> Passage given
Skyline working hard Johnny Mountain turnaround

While the 100%-owned mine is currently generating what President William Price terms a “positive cash flow,” it is not yet showing a commercial profit.

Since the official opening of the fly-in/fly-out mine a year ago, Skyline (and its share price) has been battered by a variety of production problems, financial woes, a management upheaval and a steadily declining gold price.

But a recent visit to the minesite revealed that a comprehensive effort is under way to effect a turnaround at the mine. The campaign is headed by Price, a former general manager of the Blackdome mine near Clinton, B.C., and by Skyline Chairman Ron Shon, a successful Vancouver real estate developer.

An early financial backer of Skyline, Shon is currently the company’s largest single shareholder. Not long after his baptism by fire into mining, Shon attempted to sell or joint venture the mine project, however no “acceptable” bids were received.

“Mining is a lot different from what I’m used to because you can’t see the gold,” said Shon. “In real estate you can see the buildings, you can see the land. In mining there is a lot that is beyond your control — especially the price of gold.”

Faced with the prospect of a diminishing return on his investment, Shon’s recourse was to launch a series of initiatives to turn around the problem-plagued mine. The first involved turning over day- to-day management of the mine to Price from former management led by Reg Davis.

“I think the current team is the first professional group we’ve had up there,” said Shon. “They’re dedicated, experienced and committed to make this thing a success.”

After coming onboard as chief operating officer last October, Price (now president) soon recognized the need to modify the mill processing system in order to improve throughput and recoveries.

Gold recovery in October averaged only 61% from the milling of 5,840 tons (188 tons per day) at a head grade of 0.41 oz gold per ton. During the month 1,454 oz gold, 1,990 oz silver and 17,171 lb copper were produced.

After testwork and some brainstorming with outside consultants, Price ordered the removal of the cyanide circuit in its entirety and the installation of a new 3-stage cleaning system. This work took place in early 1989 and the milling process now entails only gravity and flotation circuits.

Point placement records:
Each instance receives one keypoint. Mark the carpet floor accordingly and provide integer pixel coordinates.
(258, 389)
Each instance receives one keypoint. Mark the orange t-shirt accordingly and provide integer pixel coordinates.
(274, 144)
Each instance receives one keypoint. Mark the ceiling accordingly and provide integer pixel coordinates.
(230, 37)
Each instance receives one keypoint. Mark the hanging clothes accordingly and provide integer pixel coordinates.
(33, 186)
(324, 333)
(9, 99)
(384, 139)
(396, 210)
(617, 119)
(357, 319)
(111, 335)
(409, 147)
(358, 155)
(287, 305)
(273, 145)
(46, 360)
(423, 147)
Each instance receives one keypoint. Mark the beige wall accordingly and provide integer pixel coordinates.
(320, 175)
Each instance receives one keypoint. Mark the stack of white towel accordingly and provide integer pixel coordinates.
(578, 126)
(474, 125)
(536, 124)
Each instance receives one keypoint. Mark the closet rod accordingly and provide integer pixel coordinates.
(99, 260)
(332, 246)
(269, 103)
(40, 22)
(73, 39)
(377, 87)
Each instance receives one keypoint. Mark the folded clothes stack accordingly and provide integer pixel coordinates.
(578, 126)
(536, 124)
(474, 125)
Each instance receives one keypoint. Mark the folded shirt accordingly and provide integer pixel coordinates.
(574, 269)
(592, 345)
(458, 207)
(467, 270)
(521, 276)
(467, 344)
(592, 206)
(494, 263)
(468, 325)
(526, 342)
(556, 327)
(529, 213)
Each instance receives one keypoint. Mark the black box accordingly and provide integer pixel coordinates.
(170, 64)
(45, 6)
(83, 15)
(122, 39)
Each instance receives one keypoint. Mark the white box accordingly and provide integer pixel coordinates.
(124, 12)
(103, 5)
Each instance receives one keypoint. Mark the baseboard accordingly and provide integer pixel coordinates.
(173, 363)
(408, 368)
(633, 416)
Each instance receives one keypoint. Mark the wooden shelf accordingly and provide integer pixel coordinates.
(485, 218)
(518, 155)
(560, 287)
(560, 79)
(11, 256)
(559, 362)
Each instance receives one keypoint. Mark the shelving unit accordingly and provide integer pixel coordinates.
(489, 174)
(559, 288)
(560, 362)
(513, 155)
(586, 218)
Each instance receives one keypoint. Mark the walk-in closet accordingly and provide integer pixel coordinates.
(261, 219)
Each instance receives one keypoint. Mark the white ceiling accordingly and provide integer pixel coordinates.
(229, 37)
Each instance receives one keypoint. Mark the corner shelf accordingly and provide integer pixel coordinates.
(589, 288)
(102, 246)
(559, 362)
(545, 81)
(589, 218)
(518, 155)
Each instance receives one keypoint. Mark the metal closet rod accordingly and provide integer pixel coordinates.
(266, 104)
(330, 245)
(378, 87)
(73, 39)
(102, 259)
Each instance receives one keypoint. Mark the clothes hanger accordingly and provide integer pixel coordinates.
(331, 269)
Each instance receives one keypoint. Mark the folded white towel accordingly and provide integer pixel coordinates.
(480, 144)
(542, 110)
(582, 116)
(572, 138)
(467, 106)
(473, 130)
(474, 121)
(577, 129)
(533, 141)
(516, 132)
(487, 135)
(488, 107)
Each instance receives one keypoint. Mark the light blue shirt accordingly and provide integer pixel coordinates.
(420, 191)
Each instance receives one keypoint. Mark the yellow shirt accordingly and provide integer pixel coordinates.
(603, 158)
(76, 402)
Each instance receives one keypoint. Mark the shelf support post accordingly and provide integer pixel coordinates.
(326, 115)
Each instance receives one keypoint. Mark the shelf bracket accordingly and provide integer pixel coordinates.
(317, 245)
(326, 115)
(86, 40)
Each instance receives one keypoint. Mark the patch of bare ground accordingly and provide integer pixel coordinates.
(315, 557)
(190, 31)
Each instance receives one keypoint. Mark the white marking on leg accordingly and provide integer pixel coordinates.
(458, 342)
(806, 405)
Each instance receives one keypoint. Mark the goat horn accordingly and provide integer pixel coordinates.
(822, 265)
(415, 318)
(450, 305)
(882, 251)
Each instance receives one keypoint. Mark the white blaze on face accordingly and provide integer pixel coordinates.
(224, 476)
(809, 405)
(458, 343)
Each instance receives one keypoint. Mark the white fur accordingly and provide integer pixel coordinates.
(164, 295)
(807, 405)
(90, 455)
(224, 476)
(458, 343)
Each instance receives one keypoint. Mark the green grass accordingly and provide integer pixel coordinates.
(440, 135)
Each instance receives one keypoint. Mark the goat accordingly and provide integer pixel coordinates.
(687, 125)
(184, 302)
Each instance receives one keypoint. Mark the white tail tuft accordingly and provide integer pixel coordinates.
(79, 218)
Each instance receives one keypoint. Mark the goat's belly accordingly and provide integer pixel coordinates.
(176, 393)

> Required work
a) According to the Johnny Mountain mine article above, what was the average gold recovery in October?
b) Transcribe the part of the Johnny Mountain mine article above starting with "Skyline working hard" and going on through "a commercial profit.".
c) Pick up the article on Skyline's Johnny Mountain mine after its last sentence and keep writing it.

> Task-by-task results
a) It averaged only 61%.

b)
Skyline working hard Johnny Mountain turnaround

While the 100%-owned mine is currently generating what President William Price terms a “positive cash flow,” it is not yet showing a commercial profit.

c)
A shortage of diesel fuel caused production shortfalls for a short period this past winter, but by March gold recovery improved to 84% and throughput increased to 316 tons per day. During the month the company produced 4,531 oz gold, 8,681 oz silver and 151,188 lb copper from 9,781 tons of ore.

In June of this year, the company produced 4,230 oz gold, 7,487 oz silver and 134,960 lb copper from 9,364 tons of ore (312 tons per day).

To get recoveries up from current levels (85%-86%) to a minimum of 90% or better, Skyline plans to install a regrind circuit at a cost of about $500,000.

Coleman Sinclair, assistant mill superintendent, said the regrind component would also allow the company to increase throughput by at least 10% to 350 tons per day from the current rate of 320 tons per day.

“We have gold that is still locked in coarse particles,” said Sinclair. “The regrind should liberate more free gold and improve our overall recoveries.”

About two-thirds of the gold is currently produced from concentrate while one-third is produced from the gravity circuit. Gold bars (75% gold and 15% silver) are poured on site, but the copper concentrate containing gold and silver is flown out for shipment to a refinery in Japan.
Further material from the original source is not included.